SUPPLIED MATERIAL:
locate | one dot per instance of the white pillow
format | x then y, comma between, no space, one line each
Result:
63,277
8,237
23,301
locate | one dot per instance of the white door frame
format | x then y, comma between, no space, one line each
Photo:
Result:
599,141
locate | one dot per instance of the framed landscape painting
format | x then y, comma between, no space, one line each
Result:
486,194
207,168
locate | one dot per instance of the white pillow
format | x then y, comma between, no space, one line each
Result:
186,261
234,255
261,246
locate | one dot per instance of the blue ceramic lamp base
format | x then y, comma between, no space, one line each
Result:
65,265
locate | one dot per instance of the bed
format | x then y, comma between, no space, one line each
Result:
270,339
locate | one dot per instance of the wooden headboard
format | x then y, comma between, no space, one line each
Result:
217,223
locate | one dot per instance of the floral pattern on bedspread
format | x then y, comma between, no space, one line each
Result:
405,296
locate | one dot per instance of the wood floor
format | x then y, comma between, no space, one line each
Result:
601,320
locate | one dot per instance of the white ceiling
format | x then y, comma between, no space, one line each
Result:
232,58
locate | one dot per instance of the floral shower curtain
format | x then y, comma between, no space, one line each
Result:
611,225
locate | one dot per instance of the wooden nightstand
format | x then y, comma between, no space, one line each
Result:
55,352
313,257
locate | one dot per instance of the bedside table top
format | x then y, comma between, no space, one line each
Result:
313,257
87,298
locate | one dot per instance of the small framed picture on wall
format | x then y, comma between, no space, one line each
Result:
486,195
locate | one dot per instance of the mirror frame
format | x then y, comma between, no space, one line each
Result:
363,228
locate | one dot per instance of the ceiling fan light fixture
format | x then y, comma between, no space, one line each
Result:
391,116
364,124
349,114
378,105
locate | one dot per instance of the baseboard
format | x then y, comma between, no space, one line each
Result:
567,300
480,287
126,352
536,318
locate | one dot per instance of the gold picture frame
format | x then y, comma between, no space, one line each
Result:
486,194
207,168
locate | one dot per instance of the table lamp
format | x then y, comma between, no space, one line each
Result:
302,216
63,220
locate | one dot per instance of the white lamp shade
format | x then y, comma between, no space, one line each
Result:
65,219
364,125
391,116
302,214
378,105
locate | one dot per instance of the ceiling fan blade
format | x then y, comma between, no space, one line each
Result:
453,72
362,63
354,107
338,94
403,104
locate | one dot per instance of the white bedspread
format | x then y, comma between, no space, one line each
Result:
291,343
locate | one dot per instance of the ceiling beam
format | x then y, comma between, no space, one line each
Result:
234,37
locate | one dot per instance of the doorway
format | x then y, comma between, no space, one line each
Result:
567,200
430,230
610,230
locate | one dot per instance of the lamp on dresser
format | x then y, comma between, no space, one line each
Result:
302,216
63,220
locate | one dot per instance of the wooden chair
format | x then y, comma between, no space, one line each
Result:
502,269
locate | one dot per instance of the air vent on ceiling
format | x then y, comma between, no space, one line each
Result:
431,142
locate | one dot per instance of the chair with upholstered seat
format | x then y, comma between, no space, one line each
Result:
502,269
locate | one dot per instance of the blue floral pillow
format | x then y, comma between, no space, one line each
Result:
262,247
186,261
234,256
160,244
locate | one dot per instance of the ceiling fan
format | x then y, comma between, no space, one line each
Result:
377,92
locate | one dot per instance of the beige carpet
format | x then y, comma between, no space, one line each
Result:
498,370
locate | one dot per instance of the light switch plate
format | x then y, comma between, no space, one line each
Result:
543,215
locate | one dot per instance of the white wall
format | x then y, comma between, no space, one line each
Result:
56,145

PROBLEM DETAILS:
Extract the full set of entries word for word.

RESPONSE TO THIS EXERCISE:
locate | one dot per instance of the white pillow
format | x then y, comma between, no space, one line each
Result:
63,277
8,237
23,301
locate | one dot per instance of the white door frame
format | x then y, comma between, no space, one line each
Photo:
Result:
599,141
locate | one dot per instance of the framed landscape painting
format | x then y, comma between, no space, one line each
Result:
486,194
207,168
locate | one dot per instance of the white pillow
format | x then y, comma between, no space, one line each
Result:
186,261
234,255
261,246
locate | one dot per instance of the blue ceramic lamp base
format | x then y, comma between, no space, one line each
Result:
65,265
locate | one dot per instance of the bed
format | x then y, comma between, no space, one line each
Result:
270,339
locate | one dot per instance of the wooden headboard
format | x then y, comma between, no space, one line each
Result:
217,223
locate | one dot per instance of the floral pattern on bedspread
format | x then y, comma between, no space, one line each
Result:
405,296
locate | one dot per instance of the wood floor
format | x then y, comma between, no space, one line each
Result:
601,320
locate | one dot per instance of the white ceiling
format | x then y, comma between, no space, one line each
Result:
232,58
locate | one dot per instance of the floral shower curtain
format | x then y, comma between, no space, one line each
Result:
611,225
locate | one dot per instance of the wooden nightstand
format | x then y, comma between, no space, one line each
Result:
55,352
313,257
locate | one dot per instance of the bedside table top
format | x then y, comma between, no space, one line each
Result:
313,257
87,298
locate | one dot per instance of the small framed picture on wall
format | x then y, comma between, no space, one line each
Result:
486,195
locate | one dot per instance of the mirror frame
format | x then y, comma between, no space, one line each
Result:
363,228
locate | one dot per instance of the ceiling fan light fixture
format | x then y, comma between, no space, one line each
Result:
391,116
364,124
349,114
378,105
locate | one dot per instance of the baseboard
format | x then y, comma between, no space, one line each
Result:
567,300
480,287
126,352
536,318
locate | one dot per instance of the gold picture frame
format | x then y, comma between, no space, one line each
Result:
486,194
207,168
locate | one dot per instance of the table lamp
format | x then y, comma between, no space, one line each
Result:
302,216
63,220
locate | one dot per instance of the white lamp shade
format | x then y, comma between, no space, one line each
Result:
65,219
364,125
391,116
302,214
378,105
locate | one dot per instance of the ceiling fan blade
format | x then y, comma between, no space, one line each
Result:
453,72
362,63
354,107
338,94
403,104
locate | one dot per instance of the white bedspread
format | x then y, comma between, no space, one line each
Result:
291,343
locate | one dot per instance of the ceiling beam
format | x then y, comma between, no space, one line each
Result:
234,37
locate | one dot per instance of the doorway
format | x then y, comma between, no space, one line each
Result:
567,200
430,230
610,230
locate | one dot per instance of the lamp on dresser
format | x then y, comma between, no space, one line each
Result:
302,216
63,220
locate | one dot per instance of the wooden chair
format | x then y, comma between, no space, one line each
Result:
502,269
locate | one dot per instance of the air vent on ceiling
format | x then y, comma between, no space, one line each
Result:
431,142
locate | one dot per instance of the chair with upholstered seat
format | x then y, comma between, no space, one line each
Result:
502,269
locate | one dot per instance of the blue floral pillow
format | x then y, comma between, no space, one line each
Result:
262,247
186,261
234,256
160,244
locate | one dot per instance of the ceiling fan
format | x then y, comma between, no space, one line each
Result:
377,92
locate | one dot per instance of the beige carpet
format | x then y, comma between, no space, one line each
Result:
498,370
locate | one dot per instance of the light switch plate
format | x then y, comma between, no space, one line each
Result:
543,215
locate | one dot per instance of the white wall
format | x then y, comma between, no space, one line each
Result:
56,145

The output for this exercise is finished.